**Records for the task:**
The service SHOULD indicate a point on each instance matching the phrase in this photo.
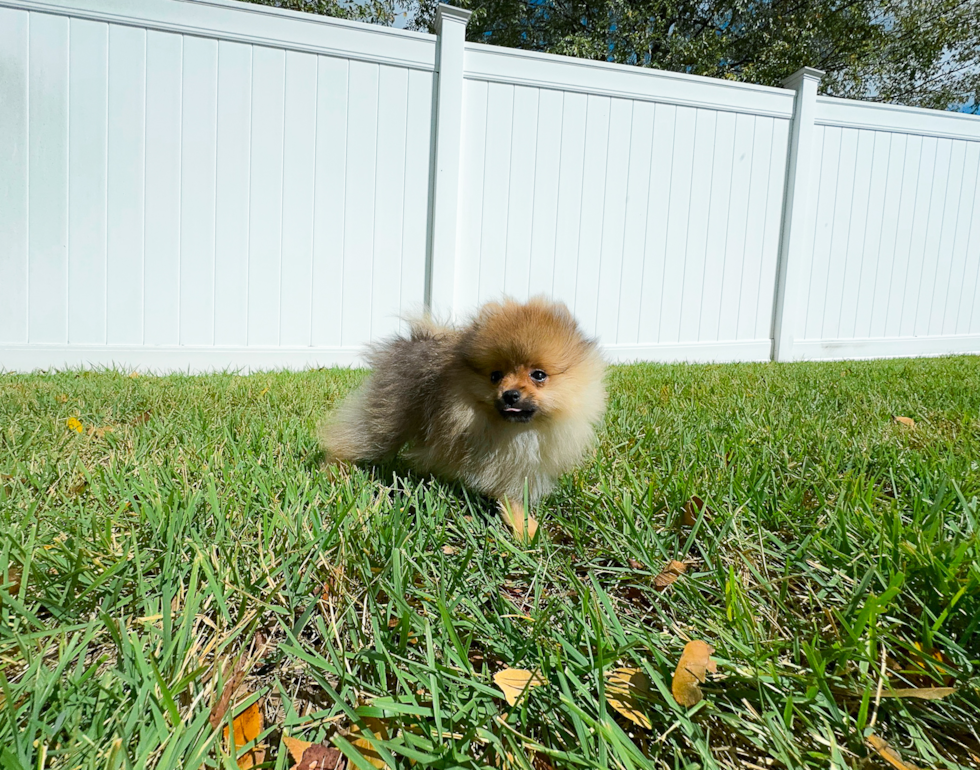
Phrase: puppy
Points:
(504, 404)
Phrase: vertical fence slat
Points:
(87, 149)
(14, 188)
(233, 190)
(48, 192)
(298, 198)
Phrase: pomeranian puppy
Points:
(504, 404)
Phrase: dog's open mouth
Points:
(517, 413)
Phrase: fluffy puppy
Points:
(504, 404)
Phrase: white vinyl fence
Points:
(201, 184)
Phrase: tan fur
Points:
(431, 396)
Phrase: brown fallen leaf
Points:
(889, 754)
(15, 574)
(78, 488)
(363, 745)
(296, 747)
(247, 727)
(234, 674)
(670, 573)
(514, 682)
(923, 693)
(314, 756)
(692, 669)
(626, 691)
(692, 509)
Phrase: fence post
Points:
(795, 237)
(447, 124)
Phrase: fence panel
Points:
(200, 185)
(203, 186)
(896, 233)
(654, 216)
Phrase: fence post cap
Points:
(452, 13)
(803, 73)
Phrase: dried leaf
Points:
(670, 573)
(78, 488)
(514, 682)
(626, 690)
(247, 726)
(888, 754)
(364, 746)
(15, 574)
(235, 673)
(692, 509)
(923, 693)
(296, 747)
(691, 671)
(314, 756)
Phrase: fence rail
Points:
(201, 184)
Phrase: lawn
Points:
(171, 555)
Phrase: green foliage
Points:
(915, 52)
(370, 11)
(188, 524)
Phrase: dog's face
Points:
(530, 361)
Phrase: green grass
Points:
(139, 564)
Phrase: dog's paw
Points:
(336, 471)
(522, 524)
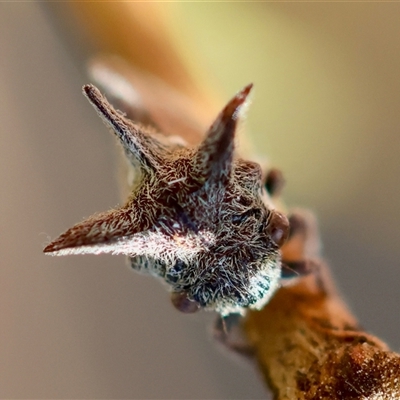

**Written exercise:** Substitute "young dog" for every occurrence of "puppy" in the records above and write them out again with everything else unchanged. Leave the pictures out of your answer.

**Solution below:**
The service SHOULD indicate a point on each instance matching the phrase in this photo.
Phrase: young dog
Points:
(504, 404)
Phrase: vertical fence slat
Points:
(87, 149)
(14, 188)
(233, 190)
(48, 192)
(298, 198)
Phrase: pomeranian young dog
Points:
(504, 404)
Phrase: dog's open mouth
Points:
(517, 413)
Phrase: fluffy young dog
Points:
(504, 404)
Phrase: white vinyl fence
Points:
(201, 184)
Phrase: tan fur
Points:
(431, 396)
Phrase: brown fallen leaf
Points:
(889, 754)
(15, 574)
(78, 488)
(363, 745)
(296, 747)
(247, 727)
(234, 674)
(670, 573)
(514, 682)
(923, 693)
(314, 756)
(692, 669)
(626, 691)
(692, 509)
Phrase: fence post
Points:
(795, 237)
(447, 124)
Phrase: fence panel
Points:
(200, 185)
(203, 186)
(896, 233)
(654, 216)
Phrase: fence post cap
Points:
(452, 13)
(803, 73)
Phrase: dried leaf
Points:
(670, 573)
(78, 488)
(514, 682)
(626, 690)
(247, 726)
(888, 754)
(364, 746)
(15, 574)
(235, 673)
(692, 509)
(923, 693)
(296, 747)
(691, 671)
(314, 756)
Phrase: fence rail
Points:
(201, 184)
Phrase: lawn
Points:
(171, 555)
Phrase: green foliage
Points:
(915, 52)
(370, 11)
(188, 524)
Phrase: dog's face
Points:
(530, 361)
Phrase: green grass
Points:
(139, 564)
Phrase: dog's paw
Points:
(336, 471)
(522, 524)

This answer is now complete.